Stored data:
-- Begin --

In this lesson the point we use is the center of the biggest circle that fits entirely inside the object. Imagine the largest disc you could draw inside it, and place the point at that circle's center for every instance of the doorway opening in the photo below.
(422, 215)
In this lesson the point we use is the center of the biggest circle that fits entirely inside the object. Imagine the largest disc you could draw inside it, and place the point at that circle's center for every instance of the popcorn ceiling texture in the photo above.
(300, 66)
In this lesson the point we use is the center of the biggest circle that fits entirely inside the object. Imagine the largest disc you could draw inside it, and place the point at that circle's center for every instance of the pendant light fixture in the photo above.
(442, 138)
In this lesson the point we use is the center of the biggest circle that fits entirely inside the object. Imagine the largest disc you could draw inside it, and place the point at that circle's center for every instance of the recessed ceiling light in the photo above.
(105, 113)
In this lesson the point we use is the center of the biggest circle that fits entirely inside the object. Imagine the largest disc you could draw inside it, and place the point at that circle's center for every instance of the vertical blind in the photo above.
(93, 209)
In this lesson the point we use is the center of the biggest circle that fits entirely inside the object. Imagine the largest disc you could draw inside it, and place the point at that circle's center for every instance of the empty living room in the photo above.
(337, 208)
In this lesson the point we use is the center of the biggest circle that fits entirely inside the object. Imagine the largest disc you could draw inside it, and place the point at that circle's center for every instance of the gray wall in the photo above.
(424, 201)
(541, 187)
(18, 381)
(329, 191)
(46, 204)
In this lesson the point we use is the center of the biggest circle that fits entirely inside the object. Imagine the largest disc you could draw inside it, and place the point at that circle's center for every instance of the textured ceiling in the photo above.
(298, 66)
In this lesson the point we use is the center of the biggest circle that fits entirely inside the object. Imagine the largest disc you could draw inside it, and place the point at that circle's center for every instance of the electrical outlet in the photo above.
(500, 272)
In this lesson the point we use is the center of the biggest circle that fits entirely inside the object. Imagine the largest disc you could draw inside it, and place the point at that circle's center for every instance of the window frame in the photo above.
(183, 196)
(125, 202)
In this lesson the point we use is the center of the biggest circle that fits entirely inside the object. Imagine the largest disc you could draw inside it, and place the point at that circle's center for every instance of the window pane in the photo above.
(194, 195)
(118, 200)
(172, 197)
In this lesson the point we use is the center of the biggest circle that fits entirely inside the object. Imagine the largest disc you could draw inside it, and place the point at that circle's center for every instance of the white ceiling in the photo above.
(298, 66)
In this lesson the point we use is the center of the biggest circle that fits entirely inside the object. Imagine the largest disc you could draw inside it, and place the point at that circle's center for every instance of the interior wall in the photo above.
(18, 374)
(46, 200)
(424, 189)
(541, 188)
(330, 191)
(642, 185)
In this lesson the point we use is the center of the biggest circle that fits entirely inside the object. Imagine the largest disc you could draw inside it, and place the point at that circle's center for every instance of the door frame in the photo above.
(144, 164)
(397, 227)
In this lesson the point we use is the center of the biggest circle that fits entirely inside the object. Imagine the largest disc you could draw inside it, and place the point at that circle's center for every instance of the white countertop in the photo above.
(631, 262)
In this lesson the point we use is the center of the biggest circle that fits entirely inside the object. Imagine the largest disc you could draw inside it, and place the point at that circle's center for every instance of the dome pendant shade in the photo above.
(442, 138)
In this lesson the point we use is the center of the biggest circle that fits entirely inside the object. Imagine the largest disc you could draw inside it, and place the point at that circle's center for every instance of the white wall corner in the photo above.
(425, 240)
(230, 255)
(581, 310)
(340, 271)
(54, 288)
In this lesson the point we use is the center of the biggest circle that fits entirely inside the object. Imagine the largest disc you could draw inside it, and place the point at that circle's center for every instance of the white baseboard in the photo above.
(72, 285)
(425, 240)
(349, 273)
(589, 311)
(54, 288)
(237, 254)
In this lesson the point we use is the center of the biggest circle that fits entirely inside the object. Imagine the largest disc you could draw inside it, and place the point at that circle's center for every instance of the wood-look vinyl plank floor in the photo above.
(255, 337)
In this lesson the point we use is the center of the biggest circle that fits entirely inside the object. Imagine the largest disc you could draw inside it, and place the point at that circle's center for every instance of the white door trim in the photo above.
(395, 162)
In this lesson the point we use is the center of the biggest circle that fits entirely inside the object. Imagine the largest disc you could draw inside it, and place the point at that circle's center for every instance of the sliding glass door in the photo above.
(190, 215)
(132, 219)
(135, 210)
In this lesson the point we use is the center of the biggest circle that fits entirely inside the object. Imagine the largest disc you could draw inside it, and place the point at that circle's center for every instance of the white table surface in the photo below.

-- End --

> [Written problem]
Render the lines from the one containing "door in the photo above." through the end of the entries, inclusive, as a numbered list, skipping any blank lines.

> [Complete output]
1. In this lesson the point we use is the center of the biggest circle that fits entirely inside the object. Imagine the largest disc you could draw inside it, and place the point at that circle's center for every instance of the sliding glass door in the photo above.
2. (190, 215)
3. (132, 219)
4. (135, 210)
5. In this lesson the point we use is the center of the biggest circle that fits entirely inside the object. Imagine the largest disc you could draw inside it, and place the point at that circle's center for every instance of the white table surface in the photo below.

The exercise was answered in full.